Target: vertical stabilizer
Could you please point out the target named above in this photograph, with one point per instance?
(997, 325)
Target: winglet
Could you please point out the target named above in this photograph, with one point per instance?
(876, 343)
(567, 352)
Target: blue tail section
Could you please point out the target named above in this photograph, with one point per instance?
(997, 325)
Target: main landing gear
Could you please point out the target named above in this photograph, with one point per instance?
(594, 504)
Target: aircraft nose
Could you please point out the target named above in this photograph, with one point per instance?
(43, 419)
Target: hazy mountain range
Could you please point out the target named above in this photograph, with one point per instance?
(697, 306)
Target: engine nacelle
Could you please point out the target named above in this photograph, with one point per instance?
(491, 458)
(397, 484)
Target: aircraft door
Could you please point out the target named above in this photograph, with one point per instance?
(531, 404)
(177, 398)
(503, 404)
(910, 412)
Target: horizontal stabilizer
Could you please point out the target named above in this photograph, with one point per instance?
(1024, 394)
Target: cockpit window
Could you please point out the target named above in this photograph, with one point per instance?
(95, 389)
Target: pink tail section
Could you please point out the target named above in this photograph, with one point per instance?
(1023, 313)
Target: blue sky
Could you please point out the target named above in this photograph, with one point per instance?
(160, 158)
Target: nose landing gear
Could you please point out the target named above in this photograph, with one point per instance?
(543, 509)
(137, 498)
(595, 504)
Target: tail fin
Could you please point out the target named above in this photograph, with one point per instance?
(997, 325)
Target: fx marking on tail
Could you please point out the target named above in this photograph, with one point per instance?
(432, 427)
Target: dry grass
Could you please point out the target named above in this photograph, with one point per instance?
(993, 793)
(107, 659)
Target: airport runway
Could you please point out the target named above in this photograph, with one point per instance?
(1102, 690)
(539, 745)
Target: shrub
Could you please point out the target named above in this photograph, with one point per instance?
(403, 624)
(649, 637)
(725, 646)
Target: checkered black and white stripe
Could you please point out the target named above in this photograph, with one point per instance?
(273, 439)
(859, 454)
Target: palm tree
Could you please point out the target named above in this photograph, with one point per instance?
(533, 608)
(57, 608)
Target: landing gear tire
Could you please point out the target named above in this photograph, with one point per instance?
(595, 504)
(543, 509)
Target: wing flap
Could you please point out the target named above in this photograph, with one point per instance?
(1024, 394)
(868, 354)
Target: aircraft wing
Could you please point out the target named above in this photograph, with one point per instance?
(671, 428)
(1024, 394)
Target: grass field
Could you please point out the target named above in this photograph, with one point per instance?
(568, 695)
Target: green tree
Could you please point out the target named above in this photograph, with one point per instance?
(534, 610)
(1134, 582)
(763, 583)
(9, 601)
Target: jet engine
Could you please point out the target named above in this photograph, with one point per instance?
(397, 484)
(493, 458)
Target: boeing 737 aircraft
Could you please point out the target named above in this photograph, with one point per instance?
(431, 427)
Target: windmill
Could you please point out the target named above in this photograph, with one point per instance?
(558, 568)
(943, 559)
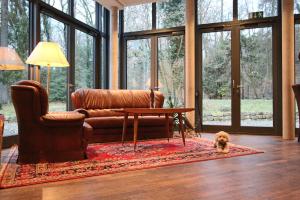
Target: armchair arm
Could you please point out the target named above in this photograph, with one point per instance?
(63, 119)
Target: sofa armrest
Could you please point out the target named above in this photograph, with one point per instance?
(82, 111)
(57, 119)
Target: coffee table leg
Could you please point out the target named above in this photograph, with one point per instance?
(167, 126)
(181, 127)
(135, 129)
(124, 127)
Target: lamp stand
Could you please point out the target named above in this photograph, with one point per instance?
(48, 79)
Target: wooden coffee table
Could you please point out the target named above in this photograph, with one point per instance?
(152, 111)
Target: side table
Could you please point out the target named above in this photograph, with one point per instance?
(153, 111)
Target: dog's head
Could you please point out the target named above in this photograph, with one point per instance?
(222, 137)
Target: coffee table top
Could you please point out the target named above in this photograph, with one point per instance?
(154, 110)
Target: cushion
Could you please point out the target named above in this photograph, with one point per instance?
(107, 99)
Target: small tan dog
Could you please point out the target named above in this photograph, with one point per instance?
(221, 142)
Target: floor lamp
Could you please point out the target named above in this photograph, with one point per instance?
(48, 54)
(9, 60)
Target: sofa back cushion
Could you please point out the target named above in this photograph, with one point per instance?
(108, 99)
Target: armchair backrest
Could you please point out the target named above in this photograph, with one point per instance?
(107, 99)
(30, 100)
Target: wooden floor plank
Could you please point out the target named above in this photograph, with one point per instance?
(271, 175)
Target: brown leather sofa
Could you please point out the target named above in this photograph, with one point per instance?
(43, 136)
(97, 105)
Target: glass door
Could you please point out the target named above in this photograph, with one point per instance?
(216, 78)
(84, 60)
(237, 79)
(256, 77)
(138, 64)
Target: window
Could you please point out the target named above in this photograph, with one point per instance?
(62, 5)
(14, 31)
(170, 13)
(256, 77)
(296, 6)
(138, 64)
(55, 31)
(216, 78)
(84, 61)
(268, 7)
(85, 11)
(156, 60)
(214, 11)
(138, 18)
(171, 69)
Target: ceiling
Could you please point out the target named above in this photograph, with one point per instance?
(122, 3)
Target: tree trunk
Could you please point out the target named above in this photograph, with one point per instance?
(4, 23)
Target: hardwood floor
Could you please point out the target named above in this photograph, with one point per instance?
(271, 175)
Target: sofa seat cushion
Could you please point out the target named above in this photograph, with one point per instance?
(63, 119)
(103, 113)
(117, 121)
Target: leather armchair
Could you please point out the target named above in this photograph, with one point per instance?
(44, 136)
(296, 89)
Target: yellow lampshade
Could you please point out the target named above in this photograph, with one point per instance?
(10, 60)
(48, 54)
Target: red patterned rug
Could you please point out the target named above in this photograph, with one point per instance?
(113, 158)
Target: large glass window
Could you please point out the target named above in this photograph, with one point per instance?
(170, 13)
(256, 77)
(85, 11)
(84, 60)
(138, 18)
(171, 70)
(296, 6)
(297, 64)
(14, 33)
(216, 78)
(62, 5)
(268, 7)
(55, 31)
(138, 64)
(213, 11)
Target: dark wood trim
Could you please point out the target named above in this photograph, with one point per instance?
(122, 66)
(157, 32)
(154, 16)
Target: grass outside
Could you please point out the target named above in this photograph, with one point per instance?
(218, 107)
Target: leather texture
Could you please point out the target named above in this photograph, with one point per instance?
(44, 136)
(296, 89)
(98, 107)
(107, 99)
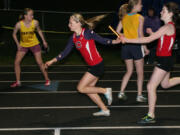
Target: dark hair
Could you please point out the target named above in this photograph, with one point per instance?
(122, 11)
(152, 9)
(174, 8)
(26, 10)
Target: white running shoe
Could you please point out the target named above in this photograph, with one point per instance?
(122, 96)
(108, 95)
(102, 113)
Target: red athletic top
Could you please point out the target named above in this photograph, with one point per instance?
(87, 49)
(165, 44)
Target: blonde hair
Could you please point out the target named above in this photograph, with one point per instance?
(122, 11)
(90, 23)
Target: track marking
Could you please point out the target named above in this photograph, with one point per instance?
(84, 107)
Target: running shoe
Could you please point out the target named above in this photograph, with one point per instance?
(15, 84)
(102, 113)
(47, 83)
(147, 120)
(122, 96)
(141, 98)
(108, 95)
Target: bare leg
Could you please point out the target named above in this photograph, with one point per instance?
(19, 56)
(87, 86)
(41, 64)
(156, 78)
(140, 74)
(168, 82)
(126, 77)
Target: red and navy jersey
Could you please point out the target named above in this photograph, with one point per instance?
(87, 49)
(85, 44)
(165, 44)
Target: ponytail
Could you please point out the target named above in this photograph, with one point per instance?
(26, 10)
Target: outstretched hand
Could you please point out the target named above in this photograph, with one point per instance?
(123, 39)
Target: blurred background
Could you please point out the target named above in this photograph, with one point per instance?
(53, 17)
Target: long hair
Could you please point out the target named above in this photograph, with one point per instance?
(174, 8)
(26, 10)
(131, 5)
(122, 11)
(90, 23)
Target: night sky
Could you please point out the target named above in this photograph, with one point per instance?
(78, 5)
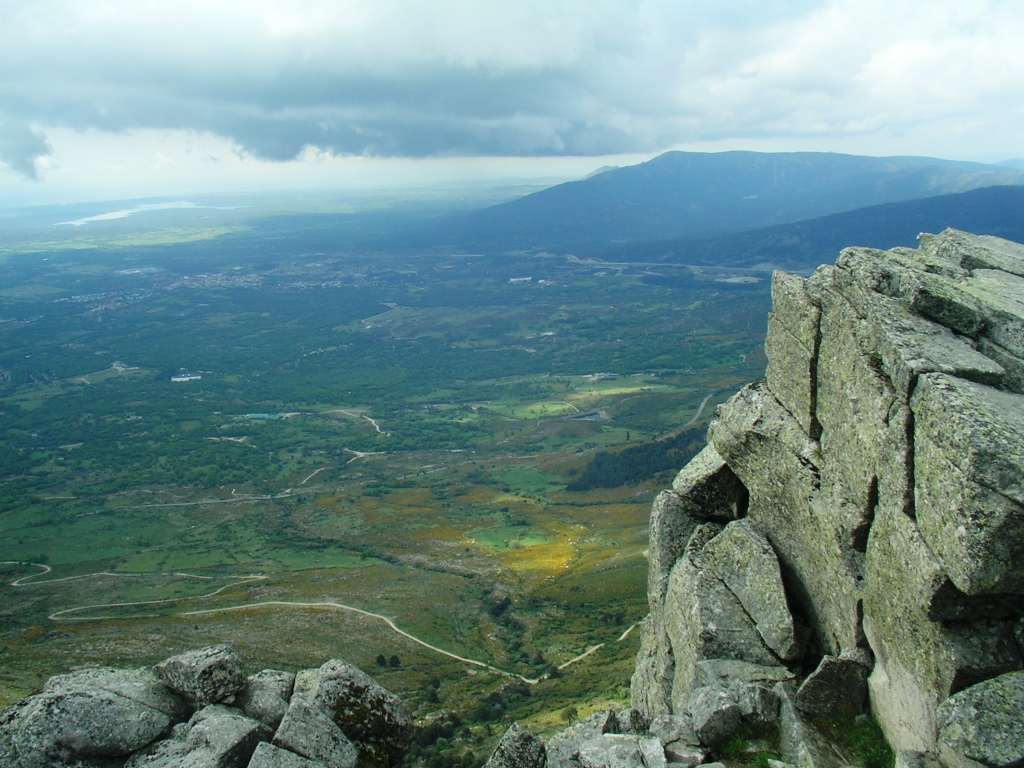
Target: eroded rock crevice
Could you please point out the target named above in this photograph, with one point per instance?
···
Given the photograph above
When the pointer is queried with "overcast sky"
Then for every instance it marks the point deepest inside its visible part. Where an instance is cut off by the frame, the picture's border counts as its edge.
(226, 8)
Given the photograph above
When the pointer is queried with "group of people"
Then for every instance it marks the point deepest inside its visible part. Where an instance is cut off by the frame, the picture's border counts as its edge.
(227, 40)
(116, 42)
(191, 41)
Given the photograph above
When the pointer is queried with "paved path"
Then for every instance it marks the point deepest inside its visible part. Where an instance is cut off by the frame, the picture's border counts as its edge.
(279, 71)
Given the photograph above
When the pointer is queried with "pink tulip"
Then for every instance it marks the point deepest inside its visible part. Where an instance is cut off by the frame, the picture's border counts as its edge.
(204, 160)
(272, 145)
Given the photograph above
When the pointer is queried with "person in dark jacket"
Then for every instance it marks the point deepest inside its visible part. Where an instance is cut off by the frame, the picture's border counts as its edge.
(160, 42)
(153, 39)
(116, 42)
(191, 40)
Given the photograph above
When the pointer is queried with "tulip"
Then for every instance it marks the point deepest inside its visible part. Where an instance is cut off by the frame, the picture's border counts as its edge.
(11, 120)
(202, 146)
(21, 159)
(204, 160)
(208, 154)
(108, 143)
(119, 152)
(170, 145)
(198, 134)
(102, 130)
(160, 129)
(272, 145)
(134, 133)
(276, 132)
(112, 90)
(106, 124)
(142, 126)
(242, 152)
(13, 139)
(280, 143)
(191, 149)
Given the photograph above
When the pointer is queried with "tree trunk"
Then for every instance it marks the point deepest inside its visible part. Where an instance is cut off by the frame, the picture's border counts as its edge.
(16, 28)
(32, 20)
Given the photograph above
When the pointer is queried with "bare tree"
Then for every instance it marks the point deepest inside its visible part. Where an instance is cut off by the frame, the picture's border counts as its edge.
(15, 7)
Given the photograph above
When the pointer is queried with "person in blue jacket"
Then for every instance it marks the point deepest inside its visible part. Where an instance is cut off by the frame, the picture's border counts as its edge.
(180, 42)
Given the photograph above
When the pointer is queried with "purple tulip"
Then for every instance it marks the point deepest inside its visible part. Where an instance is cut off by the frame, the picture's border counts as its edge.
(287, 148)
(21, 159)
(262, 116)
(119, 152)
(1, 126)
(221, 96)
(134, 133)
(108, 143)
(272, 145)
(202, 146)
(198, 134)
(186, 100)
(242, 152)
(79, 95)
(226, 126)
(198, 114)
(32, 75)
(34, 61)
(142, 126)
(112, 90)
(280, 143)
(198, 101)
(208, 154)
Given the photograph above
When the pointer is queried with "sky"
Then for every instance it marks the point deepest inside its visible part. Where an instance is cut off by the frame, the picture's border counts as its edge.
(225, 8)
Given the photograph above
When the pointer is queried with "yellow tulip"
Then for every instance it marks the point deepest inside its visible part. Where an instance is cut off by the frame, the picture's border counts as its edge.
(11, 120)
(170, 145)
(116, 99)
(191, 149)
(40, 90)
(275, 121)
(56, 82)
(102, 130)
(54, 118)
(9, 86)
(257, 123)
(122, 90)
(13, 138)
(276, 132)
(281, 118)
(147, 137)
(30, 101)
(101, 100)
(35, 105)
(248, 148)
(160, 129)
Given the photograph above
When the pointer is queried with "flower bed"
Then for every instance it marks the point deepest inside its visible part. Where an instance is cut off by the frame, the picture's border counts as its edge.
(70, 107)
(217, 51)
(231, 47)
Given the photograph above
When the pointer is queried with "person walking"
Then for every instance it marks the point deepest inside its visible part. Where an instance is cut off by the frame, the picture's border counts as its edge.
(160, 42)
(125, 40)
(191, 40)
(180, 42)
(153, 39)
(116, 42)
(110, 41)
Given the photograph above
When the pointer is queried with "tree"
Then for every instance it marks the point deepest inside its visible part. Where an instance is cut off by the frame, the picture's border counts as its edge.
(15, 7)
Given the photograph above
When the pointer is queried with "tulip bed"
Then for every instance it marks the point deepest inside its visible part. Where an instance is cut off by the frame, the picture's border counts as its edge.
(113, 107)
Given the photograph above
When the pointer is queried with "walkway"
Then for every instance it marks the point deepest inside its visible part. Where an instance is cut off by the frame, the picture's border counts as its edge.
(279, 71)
···
Copy each line of the records containing the string "bare".

Target: bare leg
When the pointer is queried with "bare tree"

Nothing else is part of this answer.